↓

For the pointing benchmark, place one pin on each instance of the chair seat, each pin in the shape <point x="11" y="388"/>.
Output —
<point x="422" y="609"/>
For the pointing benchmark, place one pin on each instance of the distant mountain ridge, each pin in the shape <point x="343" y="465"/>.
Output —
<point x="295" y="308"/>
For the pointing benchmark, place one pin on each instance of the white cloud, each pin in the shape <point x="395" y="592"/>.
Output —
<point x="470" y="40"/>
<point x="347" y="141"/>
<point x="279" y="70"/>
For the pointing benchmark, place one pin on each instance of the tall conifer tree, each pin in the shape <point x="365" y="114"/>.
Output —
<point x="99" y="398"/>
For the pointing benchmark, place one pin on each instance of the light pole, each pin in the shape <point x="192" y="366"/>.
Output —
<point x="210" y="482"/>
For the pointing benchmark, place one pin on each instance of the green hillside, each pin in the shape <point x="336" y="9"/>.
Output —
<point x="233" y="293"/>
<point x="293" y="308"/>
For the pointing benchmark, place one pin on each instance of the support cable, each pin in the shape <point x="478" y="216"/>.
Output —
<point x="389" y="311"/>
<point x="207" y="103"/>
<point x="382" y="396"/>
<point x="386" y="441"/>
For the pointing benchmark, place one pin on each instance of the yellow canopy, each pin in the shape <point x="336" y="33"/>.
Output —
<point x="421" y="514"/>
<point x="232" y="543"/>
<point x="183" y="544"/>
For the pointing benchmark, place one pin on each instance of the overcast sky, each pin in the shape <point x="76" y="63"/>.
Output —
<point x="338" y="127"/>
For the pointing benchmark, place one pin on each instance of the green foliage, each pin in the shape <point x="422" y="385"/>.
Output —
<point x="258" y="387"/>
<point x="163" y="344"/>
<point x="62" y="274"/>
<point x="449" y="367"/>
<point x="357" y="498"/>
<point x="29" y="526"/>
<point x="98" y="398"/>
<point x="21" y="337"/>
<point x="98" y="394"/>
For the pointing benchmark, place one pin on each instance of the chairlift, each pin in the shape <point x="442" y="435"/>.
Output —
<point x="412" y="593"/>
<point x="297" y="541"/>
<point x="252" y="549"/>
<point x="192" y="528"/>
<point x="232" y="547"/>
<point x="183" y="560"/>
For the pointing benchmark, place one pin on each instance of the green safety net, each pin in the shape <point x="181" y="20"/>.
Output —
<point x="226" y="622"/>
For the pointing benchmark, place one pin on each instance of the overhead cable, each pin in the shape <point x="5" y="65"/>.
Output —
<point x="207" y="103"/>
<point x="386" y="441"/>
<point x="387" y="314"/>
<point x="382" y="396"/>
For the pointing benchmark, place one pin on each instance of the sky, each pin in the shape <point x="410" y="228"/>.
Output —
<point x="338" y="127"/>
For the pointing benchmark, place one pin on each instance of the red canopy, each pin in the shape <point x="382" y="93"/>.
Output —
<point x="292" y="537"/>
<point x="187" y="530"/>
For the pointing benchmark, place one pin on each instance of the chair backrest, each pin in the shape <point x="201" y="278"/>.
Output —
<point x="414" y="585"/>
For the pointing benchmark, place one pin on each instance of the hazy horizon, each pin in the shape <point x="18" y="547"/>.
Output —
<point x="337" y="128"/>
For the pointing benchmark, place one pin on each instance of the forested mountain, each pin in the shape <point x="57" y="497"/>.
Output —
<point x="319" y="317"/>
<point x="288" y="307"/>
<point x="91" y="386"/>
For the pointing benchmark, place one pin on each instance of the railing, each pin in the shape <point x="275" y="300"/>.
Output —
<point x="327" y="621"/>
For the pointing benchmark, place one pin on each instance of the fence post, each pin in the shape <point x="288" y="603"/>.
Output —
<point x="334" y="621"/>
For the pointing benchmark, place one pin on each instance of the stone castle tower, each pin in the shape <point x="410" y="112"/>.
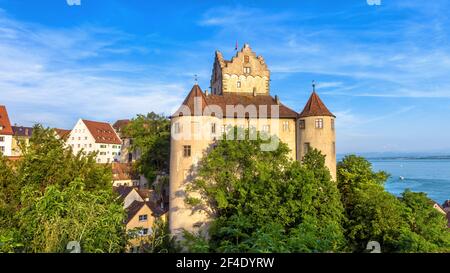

↑

Exercise directions: List every line above that contains the word "cable".

Task result:
For the pointing benchmark, place one pin on each instance of the support cable, each pin in the shape <point x="478" y="216"/>.
For the pointing benchmark, place one pin on each instance of the overhead cable, each pin in the shape <point x="5" y="65"/>.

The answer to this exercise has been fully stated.